> **Problem requirements**
All entries should be output exactly as they stand.

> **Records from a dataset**
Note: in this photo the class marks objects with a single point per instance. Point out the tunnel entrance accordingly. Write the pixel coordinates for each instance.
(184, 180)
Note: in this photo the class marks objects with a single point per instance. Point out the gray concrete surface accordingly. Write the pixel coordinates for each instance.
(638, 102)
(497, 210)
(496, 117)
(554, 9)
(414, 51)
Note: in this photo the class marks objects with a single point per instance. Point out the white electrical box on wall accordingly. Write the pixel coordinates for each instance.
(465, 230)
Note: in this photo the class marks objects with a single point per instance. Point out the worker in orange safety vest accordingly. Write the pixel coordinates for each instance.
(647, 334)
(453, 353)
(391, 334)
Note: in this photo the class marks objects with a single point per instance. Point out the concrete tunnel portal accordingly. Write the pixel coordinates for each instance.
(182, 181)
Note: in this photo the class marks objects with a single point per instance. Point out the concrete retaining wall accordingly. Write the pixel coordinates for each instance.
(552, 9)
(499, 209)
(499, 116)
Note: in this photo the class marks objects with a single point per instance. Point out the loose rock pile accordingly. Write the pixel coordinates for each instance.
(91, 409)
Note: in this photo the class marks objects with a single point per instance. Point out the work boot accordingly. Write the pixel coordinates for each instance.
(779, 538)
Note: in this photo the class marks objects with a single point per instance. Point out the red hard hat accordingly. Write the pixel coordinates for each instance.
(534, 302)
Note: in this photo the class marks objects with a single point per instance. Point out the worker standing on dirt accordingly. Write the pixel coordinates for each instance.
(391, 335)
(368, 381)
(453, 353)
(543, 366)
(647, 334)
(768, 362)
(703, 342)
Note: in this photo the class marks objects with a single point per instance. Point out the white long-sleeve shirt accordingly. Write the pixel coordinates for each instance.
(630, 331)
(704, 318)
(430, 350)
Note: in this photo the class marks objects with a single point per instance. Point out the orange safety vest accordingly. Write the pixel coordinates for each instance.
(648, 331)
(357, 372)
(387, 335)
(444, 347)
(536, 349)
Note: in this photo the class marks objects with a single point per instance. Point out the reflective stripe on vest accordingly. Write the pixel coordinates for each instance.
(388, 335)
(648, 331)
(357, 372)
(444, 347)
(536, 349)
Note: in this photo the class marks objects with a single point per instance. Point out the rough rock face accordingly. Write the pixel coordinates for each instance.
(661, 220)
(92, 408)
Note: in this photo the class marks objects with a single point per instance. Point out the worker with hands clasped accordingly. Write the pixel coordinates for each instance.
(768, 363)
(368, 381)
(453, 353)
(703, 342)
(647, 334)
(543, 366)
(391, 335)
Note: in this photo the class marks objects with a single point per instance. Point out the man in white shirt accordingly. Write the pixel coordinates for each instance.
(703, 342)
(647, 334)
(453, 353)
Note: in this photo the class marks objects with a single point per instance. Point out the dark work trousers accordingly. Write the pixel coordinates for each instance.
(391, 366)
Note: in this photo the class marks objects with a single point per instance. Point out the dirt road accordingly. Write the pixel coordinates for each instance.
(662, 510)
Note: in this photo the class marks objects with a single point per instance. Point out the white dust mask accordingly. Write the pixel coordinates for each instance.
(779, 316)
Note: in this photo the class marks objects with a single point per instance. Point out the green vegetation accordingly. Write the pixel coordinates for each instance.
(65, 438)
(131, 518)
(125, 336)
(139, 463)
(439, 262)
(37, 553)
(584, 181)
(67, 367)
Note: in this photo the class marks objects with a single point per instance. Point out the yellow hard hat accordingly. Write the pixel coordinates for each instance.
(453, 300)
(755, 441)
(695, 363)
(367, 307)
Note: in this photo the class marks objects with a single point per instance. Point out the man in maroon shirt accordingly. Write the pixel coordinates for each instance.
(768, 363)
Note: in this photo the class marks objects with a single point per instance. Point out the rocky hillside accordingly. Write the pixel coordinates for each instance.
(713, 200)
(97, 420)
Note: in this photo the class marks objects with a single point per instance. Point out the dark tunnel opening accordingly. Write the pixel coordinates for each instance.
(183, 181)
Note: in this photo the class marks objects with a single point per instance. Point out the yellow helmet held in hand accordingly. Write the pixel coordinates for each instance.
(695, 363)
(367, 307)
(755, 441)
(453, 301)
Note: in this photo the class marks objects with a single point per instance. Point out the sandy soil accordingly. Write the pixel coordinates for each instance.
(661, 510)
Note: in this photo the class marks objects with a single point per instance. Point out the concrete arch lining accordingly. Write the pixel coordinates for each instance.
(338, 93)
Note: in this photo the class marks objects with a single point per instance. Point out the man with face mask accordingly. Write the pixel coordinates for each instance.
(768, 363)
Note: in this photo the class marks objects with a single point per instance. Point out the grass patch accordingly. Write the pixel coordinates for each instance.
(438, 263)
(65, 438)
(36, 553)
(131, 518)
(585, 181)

> **Solved exercise**
Note: in this photo the class marks objects with a single point per instance. Point out the tunnel entrance accordingly. Write the pixel coordinates for each instance.
(184, 180)
Note: in this photo the class marks objects with a single point per instance. Point out the gray concrete surface accordingly. Write the pixel coordinates for each instance.
(638, 102)
(497, 210)
(496, 117)
(554, 9)
(414, 51)
Note: in this photo the class marks objects with a single point per instance. Point out the white electrical box on wall accordingly. Write the pixel coordinates for each instance.
(465, 230)
Note: in this photo the class marks objects with a single point per instance. Point out the worker in orange safety vest accordingly. Write the pixel coordinates for each instance.
(647, 334)
(453, 353)
(391, 334)
Note: in this photo the class marks objects with a single point per instance. Point out the concrete tunnel portal accordingly. Write the pixel coordinates for each instance.
(182, 181)
Note: in this photo the class marks objects with a single point per instance. Point out the concrete retaining wall accordingly. Write the pixel coordinates for each instance.
(552, 9)
(499, 209)
(499, 116)
Note: in this photo the class marks objects with a single point per instance. Point out the loose rock pile accordingly. Write the pixel coordinates for each instance.
(91, 409)
Note: in this photo the class marks objects with a single point per instance. Point out the work boot accordingly. Write the pixel coordinates for each instance.
(779, 538)
Note: in this photo the class marks objects with a single point per instance. Point out the red hard hat accordingly. Write the pixel coordinates for each instance.
(534, 302)
Note: in this photo the class marks objects with a single point per instance. Point out the worker standing on dirt accordingly. Write the pixel coordinates for each instance.
(391, 335)
(368, 381)
(453, 353)
(543, 366)
(647, 334)
(768, 362)
(703, 342)
Note: in this photo the class marks objects with a single point per instance. Point out the white long-sleeve shirt accordingly. Write the pixel coordinates for each instance.
(630, 331)
(704, 318)
(430, 350)
Note: in this photo the class marks objects with a single point per instance. Point out the orange safety vest accordingly. Write the pixel coordinates for each instance.
(648, 331)
(357, 372)
(387, 335)
(444, 347)
(536, 349)
Note: in this photo the class marks objects with a single point per instance. Point out the reflective stripe on vest accordingly. Write the pixel coordinates for each instance.
(388, 335)
(648, 331)
(357, 372)
(444, 347)
(536, 349)
Note: in this photo the class marks objects with a single point per instance. Point out the rough rock face accordingly. Write the pixel coordinates for each instance.
(661, 220)
(92, 408)
Note: in this photo the class marks objects with a single point per instance. Point out the worker with hands clasped accordingly. Write the pixel coordinates for each instance.
(768, 363)
(368, 381)
(453, 353)
(703, 342)
(647, 334)
(543, 366)
(391, 335)
Note: in this photo the class marks objects with a single point per instance. Point out the man in white shirt accordingly. Write the pixel coordinates for each instance.
(703, 342)
(647, 334)
(453, 353)
Note: in this photo the class marks objects with a single point per instance. Point out the dark work trousers accordingly. Write the pixel coordinates for each instance.
(391, 366)
Note: in this photo the class marks objects with a single point per instance. Point out the dirt road accordingly. Write the pixel coordinates for each instance.
(662, 510)
Note: in this photo the class marks objects with a single point per instance. Point out the white dust mask accordingly. Write the pixel coordinates for each instance.
(779, 316)
Note: in this photo the class marks objects with a single point per instance. Point out the green vegetation accordingly. Write the pixel coordinates for each instance.
(65, 438)
(131, 518)
(125, 336)
(139, 463)
(439, 262)
(37, 553)
(584, 181)
(67, 367)
Note: in this photo the class marks objects with a single point per instance. Point out the yellow hard hat accordingly. Write the pixel coordinates for each instance.
(453, 300)
(755, 441)
(695, 363)
(367, 307)
Note: in this photo the class marks objects with a single point per instance. Point out the man in maroon shirt accordingly. Write the pixel coordinates for each instance.
(768, 363)
Note: in this photo the class marks objects with a single point per instance. Point out the rocky hillside accordingly. Write the pixel coordinates for each instance.
(713, 200)
(97, 420)
Note: in this photo the class marks objects with a single point per instance. Point out the dark tunnel opening accordingly. Write the pixel coordinates for each instance.
(183, 181)
Note: in this photo the class marks objects with a single point per instance. Point out the yellow helmet held in hand accordingly. Write the pixel coordinates for each instance.
(695, 363)
(367, 307)
(755, 441)
(453, 301)
Note: in this photo the class marks objects with a single point per instance. Point out the sandy soil accordingly. Write the pixel coordinates for each instance.
(661, 510)
Note: in this photo the class marks objects with a single point per instance. Point out the concrete arch lining accordingly. Write the pixel coordinates for each instance.
(338, 93)
Note: in this photo the class marks objects with a single point per instance. Point out the man with face mask accordingly. Write the pixel coordinates for each instance.
(768, 363)
Note: in this photo the class marks objects with a single point per instance. Point out the grass patch accordingly. Write the pixel coordinates for each instance.
(438, 263)
(65, 438)
(36, 553)
(131, 518)
(585, 181)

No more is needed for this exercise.